» PROBLEM TO WORK ON
Copy out each line exactly; pictures stay out of the copy.

■ ■ ■ ■

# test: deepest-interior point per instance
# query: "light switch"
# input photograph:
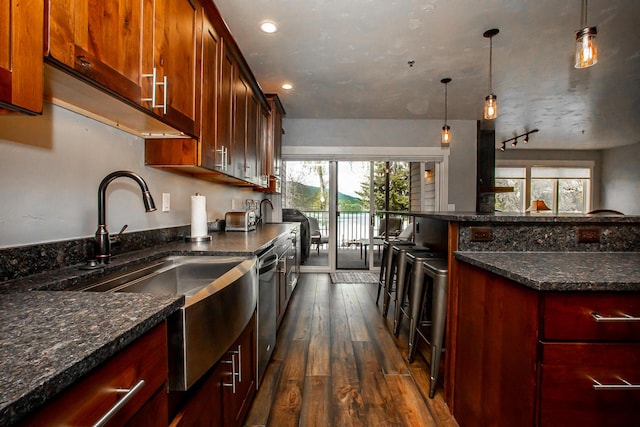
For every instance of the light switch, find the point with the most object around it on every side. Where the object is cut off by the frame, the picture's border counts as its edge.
(166, 202)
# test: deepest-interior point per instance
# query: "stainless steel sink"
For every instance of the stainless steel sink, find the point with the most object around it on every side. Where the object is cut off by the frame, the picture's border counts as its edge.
(220, 299)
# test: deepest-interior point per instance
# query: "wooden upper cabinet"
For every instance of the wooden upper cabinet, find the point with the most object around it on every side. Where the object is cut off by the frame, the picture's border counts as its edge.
(226, 106)
(175, 40)
(211, 155)
(131, 48)
(251, 145)
(21, 46)
(275, 131)
(101, 40)
(239, 140)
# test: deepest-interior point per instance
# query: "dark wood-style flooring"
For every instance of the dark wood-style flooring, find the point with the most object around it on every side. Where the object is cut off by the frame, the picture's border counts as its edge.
(338, 364)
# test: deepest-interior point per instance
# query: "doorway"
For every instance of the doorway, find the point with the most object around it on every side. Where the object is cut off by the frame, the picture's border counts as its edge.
(363, 189)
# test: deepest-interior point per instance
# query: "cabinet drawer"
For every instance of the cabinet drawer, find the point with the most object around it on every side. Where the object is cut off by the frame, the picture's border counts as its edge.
(574, 317)
(86, 401)
(569, 372)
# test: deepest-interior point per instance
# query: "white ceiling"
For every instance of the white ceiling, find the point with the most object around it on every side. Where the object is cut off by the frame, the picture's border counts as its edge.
(348, 59)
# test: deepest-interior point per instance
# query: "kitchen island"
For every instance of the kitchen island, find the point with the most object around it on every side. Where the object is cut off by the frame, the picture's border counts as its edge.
(546, 338)
(51, 338)
(506, 273)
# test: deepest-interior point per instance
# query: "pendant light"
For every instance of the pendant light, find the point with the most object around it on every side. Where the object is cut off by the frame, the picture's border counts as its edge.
(586, 49)
(490, 101)
(446, 135)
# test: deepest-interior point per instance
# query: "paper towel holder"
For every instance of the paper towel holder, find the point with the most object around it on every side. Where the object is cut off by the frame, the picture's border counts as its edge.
(206, 238)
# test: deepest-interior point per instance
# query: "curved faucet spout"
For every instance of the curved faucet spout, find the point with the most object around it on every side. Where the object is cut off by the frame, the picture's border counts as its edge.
(103, 245)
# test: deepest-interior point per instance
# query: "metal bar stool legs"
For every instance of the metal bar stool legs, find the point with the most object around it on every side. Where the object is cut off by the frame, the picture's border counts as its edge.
(436, 269)
(385, 266)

■ ■ ■ ■

» WORKED SOLUTION
# test: deepest-interior point per instance
# query: "light switch"
# input photograph:
For every instance of the light switch, find the point with the most object around it on every side. Where the object is cut off by the frame, the picture's border counts as its edge.
(166, 202)
# test: deepest-interior point per instance
# query: "stainless steel sink"
For every instance of the stainless steel sink, find the point with the most object around it on every side. Where the object is cut off by the frame, the picture's border counts as its edge.
(220, 299)
# test: deepest-interior point per instance
# query: "wooden upper cabinet"
For every instance of the wooden upper cabinet, find the point with the most object around it on every side. Where the object is cut off by the frame, the picture's border counts as its edge.
(226, 106)
(175, 40)
(211, 155)
(131, 48)
(251, 145)
(21, 46)
(275, 131)
(101, 40)
(239, 140)
# test: deepest-interior point per instance
# query: "dark wood-style flooring"
For every instance of the dark wood-style flooring, find the point with the most object around it on every side. Where the object is cut off by the frame, the picture's border counts as its edge.
(338, 364)
# test: deepest-interior point per instance
# query: "doorway"
For every instance of the doorway, find the point with the most object around it on every side. Where the object is cut off by the frame, the picture's border counts as its edge.
(363, 189)
# test: deepest-interior point per instance
# query: "cabinet drawer"
For every instance of the cabinet drawer, find the point with the most object around it on every side. Where the object is cut off by the frame, the picture's border counts as its edge.
(574, 317)
(86, 401)
(569, 372)
# test: deepest-interior point per instance
# query: "white ceiling"
For every instance of the white ceiling, find the point with the most object around it on every side. Where the object is cut off by the frame, the picture's border counts as its edge.
(348, 59)
# test: deepest-interior point per instance
# query: "kitchen island"
For every instance of the kitchen island, find the point with the most object around it on every side. Where the object is cut off by the frame, the picture's border counts as its edge.
(546, 338)
(51, 338)
(506, 273)
# test: deepest-interior point per instance
# query: "pendant light"
For every instance of the pendant light, find the point with the most object around it on every side. Where the object is cut off by the frame, the picture's border counts as its edge.
(586, 49)
(490, 101)
(446, 135)
# test: deepest-interior point per instance
# query: "paper towel holder"
For every instance of the paper towel holder, find the point with the most object around it on every side. Where the object is cut off by the frame, the picture's border counts as its edge.
(206, 238)
# test: deepest-interior point per instance
# query: "curved faucet spout"
For every instance of the curved faucet spout, find the point with the most object around it on every side. Where the object is cut off by the frame, the picture's border counts as its edge.
(103, 245)
# test: deepest-interior point per instance
# query: "metal bar stool legs"
For every instance of the metal bar stool legs, find the point with the most object around it on every side. Where the object is cut off by the frame, the picture's border counts as its edge.
(436, 269)
(385, 266)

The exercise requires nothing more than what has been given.